(Entries drawn from a collection)
* * * * * * * * *
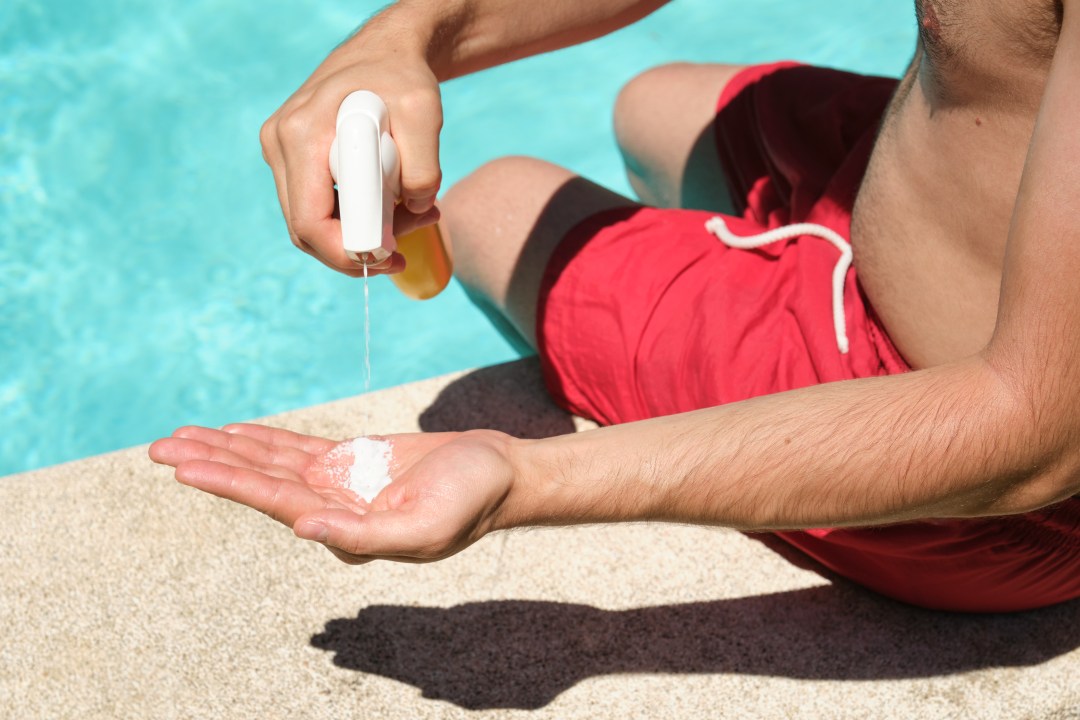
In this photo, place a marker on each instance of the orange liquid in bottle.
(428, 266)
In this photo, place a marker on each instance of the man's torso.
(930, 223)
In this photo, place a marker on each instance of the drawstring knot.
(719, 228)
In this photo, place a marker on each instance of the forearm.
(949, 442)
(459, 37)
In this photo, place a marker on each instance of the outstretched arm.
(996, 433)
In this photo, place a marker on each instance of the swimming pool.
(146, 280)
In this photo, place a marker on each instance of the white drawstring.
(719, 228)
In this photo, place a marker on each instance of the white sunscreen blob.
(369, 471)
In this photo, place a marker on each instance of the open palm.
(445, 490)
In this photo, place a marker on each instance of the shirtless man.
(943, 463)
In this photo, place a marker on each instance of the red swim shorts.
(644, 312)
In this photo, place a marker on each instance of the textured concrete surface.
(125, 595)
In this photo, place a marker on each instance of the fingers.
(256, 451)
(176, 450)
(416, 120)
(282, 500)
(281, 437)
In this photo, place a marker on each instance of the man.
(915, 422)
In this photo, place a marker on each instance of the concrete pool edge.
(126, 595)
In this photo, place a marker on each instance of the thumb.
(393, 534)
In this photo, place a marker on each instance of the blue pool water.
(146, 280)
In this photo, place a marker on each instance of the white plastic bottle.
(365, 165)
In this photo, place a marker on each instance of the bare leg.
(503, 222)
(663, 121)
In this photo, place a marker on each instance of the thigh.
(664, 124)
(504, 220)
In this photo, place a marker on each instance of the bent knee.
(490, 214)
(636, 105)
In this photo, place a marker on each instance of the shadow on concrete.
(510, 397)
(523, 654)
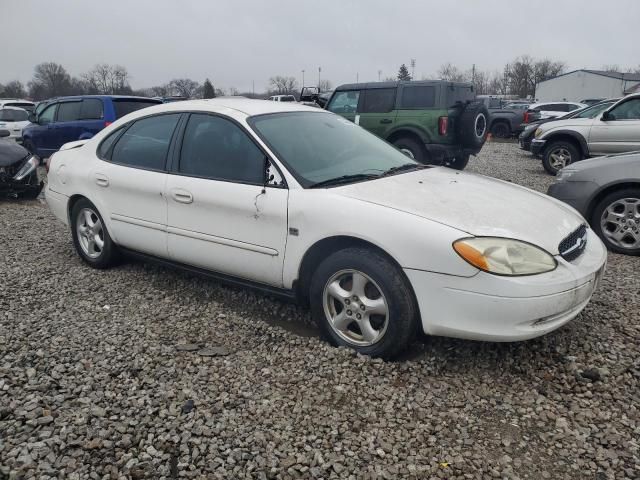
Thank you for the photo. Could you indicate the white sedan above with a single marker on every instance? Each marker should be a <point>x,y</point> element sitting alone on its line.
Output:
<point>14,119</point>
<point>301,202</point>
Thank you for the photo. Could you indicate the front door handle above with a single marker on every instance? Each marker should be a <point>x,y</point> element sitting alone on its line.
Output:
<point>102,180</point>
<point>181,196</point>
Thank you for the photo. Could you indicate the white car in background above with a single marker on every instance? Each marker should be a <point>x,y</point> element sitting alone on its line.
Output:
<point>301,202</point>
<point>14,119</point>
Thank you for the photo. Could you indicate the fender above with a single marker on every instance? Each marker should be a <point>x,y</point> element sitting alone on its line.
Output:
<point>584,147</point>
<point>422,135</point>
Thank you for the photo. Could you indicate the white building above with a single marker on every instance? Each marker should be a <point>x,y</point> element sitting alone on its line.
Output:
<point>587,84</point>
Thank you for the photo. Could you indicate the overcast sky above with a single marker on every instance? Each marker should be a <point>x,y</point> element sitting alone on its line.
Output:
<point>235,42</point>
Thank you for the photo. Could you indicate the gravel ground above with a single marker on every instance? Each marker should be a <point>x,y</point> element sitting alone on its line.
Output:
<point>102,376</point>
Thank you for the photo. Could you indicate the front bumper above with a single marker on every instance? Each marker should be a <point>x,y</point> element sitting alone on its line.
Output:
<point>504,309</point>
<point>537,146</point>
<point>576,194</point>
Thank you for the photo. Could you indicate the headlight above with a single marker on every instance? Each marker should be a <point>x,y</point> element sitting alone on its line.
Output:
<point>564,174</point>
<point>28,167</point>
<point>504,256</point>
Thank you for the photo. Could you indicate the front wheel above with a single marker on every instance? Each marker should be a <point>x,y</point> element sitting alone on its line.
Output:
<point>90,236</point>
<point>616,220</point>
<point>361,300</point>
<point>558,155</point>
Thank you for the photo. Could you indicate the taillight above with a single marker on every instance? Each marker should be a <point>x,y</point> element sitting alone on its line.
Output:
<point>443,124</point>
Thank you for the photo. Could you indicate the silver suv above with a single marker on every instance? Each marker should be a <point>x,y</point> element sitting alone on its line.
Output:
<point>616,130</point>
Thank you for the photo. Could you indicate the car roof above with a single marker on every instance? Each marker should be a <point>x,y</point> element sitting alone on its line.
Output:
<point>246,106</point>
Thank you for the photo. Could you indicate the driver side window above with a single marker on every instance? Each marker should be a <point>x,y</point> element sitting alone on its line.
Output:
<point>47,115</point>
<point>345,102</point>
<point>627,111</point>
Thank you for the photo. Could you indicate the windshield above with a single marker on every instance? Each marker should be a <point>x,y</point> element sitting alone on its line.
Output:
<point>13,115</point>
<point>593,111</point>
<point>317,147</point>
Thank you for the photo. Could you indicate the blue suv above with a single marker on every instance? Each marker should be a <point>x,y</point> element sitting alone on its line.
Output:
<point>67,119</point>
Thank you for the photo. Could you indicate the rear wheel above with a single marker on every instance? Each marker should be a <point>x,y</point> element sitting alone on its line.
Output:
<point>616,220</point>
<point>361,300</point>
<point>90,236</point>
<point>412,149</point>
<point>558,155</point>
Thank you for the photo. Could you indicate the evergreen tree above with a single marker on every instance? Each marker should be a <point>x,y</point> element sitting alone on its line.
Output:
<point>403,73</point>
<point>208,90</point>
* * * * * * * * *
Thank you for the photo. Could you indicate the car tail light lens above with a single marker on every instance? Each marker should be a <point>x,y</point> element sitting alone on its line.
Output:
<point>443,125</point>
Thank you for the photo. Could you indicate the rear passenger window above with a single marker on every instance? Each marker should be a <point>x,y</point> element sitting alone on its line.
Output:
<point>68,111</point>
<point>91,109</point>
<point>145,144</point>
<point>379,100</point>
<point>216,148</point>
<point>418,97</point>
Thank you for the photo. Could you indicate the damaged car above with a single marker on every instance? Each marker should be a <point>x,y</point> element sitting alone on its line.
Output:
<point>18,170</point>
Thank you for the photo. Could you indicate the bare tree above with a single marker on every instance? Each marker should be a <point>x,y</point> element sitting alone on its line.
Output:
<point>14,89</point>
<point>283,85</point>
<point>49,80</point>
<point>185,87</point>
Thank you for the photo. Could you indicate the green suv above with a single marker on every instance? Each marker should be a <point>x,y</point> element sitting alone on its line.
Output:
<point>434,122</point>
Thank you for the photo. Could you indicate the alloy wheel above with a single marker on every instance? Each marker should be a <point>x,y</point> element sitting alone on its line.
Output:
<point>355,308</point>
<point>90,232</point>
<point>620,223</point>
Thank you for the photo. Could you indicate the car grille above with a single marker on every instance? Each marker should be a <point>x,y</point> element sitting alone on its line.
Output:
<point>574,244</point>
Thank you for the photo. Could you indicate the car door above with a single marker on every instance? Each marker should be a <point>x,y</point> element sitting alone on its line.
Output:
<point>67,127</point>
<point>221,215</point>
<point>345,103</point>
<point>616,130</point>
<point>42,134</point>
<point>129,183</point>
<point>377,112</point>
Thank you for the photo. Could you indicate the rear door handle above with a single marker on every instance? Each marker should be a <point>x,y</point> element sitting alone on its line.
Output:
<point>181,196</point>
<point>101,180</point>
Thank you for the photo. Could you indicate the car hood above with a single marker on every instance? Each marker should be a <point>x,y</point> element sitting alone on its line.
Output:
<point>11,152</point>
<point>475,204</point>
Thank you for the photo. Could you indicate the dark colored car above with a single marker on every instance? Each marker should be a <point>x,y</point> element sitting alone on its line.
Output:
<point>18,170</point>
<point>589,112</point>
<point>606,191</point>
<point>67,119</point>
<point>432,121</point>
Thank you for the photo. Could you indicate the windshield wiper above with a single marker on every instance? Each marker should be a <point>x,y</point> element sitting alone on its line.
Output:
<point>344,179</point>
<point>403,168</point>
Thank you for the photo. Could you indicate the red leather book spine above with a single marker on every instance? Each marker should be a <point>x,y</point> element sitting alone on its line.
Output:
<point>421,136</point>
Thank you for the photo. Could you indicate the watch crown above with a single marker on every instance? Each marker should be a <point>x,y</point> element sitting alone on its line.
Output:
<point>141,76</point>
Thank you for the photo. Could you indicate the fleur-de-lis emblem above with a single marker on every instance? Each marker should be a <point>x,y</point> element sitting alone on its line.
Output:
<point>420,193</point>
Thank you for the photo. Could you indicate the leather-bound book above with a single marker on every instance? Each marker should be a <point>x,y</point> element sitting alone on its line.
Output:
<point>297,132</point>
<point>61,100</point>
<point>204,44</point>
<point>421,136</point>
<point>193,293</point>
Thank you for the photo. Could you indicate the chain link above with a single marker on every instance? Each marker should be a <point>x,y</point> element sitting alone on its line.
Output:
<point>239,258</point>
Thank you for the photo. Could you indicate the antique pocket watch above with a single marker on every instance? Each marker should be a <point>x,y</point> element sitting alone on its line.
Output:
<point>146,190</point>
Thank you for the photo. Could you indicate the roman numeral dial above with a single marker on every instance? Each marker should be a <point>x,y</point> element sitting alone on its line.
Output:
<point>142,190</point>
* * * * * * * * *
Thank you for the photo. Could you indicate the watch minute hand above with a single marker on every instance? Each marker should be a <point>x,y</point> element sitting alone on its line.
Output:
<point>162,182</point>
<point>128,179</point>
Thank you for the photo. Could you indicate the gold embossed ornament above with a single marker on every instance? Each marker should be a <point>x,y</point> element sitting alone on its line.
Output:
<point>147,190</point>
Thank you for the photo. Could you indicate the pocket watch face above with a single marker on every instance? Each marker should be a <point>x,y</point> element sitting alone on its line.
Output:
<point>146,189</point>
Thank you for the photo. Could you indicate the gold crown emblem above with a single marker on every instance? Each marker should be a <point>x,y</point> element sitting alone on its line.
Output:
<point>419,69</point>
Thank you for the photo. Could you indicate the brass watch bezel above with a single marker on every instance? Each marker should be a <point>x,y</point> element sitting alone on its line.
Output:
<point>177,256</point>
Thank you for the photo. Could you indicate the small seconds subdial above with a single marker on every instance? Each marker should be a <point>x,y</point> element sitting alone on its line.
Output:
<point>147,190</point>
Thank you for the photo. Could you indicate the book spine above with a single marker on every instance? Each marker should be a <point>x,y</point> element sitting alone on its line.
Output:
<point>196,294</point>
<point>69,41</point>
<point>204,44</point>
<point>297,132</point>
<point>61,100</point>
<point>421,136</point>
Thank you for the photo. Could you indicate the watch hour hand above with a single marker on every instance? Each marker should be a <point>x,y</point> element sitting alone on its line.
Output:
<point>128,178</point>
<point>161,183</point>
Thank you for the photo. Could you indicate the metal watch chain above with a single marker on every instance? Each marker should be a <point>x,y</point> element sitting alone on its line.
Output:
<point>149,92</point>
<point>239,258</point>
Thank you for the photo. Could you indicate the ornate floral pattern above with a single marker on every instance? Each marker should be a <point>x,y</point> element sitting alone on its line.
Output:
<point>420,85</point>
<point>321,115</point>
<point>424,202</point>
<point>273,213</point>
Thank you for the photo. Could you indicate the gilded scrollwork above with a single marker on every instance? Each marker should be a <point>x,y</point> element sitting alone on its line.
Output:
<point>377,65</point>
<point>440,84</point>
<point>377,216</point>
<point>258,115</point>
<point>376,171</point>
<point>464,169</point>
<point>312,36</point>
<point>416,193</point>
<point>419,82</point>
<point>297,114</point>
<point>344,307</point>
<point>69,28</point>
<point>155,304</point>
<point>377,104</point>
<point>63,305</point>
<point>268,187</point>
* * * * * * * * *
**What you are asked to do**
Revise the entries starting at "Thank you for the photo. Could you indicate the blue" and ending at "<point>208,90</point>", both included, so that "sitting alone on its line" becomes "placed on a line of its own" and nothing else changes.

**Exercise answer**
Thank you for the photo. Could you indicate the blue suv above with a single marker on every instance? Each marker should be a <point>x,y</point> element placed on a line of its own.
Output:
<point>67,119</point>
Thank you for the photo. Could you indicate the rear wheel above with a single marker on every instance? Each marker should be a <point>x,y</point> element placed on a line of its own.
Output:
<point>616,220</point>
<point>361,300</point>
<point>90,236</point>
<point>412,149</point>
<point>558,155</point>
Thank you for the photo. Could you indicate the evergreen tree above with a single marker on every instance? Each marker should be a <point>x,y</point> element placed on a line of its own.
Output:
<point>403,73</point>
<point>208,90</point>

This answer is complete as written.